## START Extracted information

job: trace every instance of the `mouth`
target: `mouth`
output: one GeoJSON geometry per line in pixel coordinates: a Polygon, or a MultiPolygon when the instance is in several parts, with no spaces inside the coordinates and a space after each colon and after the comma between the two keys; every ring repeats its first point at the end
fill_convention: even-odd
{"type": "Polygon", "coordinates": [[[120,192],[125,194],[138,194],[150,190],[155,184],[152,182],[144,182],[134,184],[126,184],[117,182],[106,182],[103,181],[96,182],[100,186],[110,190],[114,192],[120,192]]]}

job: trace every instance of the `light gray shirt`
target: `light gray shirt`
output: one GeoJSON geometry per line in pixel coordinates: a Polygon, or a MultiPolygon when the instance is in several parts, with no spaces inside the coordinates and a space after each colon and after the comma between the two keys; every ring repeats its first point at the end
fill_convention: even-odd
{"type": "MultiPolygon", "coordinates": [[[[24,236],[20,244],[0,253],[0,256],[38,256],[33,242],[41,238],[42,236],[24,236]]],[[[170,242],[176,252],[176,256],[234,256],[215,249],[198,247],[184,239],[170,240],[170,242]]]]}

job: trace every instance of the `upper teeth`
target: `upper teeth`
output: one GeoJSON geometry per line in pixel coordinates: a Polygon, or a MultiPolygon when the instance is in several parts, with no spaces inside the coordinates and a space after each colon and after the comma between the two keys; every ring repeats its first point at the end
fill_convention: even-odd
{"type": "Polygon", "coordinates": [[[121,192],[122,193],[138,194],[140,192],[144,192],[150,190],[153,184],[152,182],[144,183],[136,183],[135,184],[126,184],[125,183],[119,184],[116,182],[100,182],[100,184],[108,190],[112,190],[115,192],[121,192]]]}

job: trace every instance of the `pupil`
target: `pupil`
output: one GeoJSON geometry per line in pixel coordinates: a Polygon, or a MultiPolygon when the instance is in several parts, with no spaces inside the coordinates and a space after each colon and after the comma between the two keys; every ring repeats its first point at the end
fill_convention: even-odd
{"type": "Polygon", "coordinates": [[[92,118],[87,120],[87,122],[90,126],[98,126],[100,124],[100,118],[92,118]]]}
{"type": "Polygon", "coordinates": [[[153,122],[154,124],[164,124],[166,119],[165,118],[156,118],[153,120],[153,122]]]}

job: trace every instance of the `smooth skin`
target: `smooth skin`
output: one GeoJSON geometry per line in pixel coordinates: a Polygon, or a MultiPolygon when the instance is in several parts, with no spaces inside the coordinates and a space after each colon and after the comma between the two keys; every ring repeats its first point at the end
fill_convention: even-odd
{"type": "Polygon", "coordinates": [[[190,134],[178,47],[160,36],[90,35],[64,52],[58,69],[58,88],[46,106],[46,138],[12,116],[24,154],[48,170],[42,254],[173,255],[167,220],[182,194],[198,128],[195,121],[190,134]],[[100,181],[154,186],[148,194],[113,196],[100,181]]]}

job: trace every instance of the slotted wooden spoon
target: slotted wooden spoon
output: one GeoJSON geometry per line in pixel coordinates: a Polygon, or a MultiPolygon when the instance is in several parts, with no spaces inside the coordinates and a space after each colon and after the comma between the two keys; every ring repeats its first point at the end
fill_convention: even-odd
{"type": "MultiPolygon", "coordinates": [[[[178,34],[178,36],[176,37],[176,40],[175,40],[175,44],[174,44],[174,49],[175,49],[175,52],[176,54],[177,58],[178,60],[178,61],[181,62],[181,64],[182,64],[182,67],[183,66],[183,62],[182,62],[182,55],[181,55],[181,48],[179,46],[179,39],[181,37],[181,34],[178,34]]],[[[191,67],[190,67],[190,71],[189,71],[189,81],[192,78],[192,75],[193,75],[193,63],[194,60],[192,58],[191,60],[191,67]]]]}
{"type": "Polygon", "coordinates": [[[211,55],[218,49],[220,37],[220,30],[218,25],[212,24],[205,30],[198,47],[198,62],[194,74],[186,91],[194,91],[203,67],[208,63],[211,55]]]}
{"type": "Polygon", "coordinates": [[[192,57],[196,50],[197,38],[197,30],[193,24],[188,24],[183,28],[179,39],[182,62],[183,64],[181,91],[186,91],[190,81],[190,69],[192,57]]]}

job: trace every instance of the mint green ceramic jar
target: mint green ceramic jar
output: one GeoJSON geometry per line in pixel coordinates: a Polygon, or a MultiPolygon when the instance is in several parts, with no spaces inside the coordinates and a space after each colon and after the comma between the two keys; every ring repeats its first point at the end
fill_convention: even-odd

## END Extracted information

- _Task_
Restate the final lines of the listing above word for word, beginning at the line that contains "job: trace every instance of the mint".

- _The answer_
job: trace every instance of the mint green ceramic jar
target: mint green ceramic jar
output: one GeoJSON geometry per line in pixel coordinates: a Polygon, or a MultiPolygon when the instance is in several parts, with no spaces inside the coordinates and a space after each colon and after the comma between the two keys; every ring repeats its first point at the end
fill_convention: even-odd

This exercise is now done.